◆ EXTRAIT DU DOCUMENT ◆
══════
Le guide de l'auto-stoppeur : ce que vous devez savoir pour faire du stop

Pouce levé en direction du sud, je parcours en ce moment l’Argentine. Tantôt à l’arrière d’un pick-up, assis entre des poules et un tas de foin, tantôt avec un groupe de jeune, poste radio à fond.
Au-delà de l’aspect économique, voyager en auto-stop permet de faire de fabuleuses rencontres et vivre des choses totalement inattendues.
Je vous parlerai de mon voyage actuel dans un prochain article, en attendant j’ai souhaité aider ceux qui souhaitent se lancer dans l’autostop avec ce mini-guide de l’auto-stoppeur et pousser les plus septiques d’entre vous à essayer.

Au départ je pensais rédiger ce guide sur l’auto-stop moi-même mais j’ai préféré confier cela à quelqu’un de bien plus expérimenté.
C’est même, je dirais, l’un des maîtres en la matière ! J’ai nommé mon ami Antoine du blog Detourdumonde.
══════
◆ DONNÉES EXTRAITES ◆
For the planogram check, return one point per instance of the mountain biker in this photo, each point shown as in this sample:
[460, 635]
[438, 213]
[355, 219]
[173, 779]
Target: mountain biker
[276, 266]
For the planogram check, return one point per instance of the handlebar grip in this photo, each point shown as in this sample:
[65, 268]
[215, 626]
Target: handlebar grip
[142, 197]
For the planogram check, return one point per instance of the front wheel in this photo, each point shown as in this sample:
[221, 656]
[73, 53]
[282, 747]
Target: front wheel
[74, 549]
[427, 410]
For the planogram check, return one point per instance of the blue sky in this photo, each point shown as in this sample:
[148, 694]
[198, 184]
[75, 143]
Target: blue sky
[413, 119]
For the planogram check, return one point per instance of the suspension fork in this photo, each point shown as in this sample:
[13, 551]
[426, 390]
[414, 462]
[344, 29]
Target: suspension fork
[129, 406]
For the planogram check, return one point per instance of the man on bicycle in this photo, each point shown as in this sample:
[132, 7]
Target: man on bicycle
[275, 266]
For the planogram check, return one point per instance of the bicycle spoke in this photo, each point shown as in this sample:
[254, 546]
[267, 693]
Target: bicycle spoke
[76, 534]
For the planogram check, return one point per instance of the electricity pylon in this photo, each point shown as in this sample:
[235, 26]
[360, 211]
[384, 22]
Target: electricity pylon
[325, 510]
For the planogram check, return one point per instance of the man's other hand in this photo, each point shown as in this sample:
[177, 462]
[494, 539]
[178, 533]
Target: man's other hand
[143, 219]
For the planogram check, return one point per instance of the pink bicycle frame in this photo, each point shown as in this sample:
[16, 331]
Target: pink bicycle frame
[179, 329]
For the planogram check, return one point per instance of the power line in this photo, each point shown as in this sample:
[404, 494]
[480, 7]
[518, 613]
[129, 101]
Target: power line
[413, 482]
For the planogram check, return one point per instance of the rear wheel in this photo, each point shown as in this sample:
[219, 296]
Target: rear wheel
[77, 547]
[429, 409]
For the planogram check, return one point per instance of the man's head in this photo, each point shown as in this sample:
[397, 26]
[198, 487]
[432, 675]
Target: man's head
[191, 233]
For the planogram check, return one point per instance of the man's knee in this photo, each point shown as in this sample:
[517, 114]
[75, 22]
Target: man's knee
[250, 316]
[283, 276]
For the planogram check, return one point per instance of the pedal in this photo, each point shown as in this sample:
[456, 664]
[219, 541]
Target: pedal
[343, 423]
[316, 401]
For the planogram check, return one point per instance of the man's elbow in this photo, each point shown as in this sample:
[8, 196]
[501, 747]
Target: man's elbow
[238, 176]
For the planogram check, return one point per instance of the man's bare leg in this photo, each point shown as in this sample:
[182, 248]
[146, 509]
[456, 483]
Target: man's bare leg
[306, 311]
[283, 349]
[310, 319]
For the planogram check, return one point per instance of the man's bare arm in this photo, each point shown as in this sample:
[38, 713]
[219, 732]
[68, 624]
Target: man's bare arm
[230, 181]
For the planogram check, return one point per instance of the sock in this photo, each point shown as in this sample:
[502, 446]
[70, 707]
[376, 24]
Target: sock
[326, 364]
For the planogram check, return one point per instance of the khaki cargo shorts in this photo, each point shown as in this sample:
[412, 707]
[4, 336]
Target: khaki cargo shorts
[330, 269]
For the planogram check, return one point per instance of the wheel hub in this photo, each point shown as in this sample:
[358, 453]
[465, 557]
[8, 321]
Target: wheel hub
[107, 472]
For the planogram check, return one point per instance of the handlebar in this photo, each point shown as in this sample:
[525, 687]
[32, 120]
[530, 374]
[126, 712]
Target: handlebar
══════
◆ CONSIGNES ET EXIGENCES ◆
Quels noms propres de lieu, de personne ou de blog figurent dans l'extrait sur l'auto-stop ? Le matériel ne sert à rien ici.

◆ RÉPONSE CORRECTE ◆
Argentine, Antoine, Detourdumonde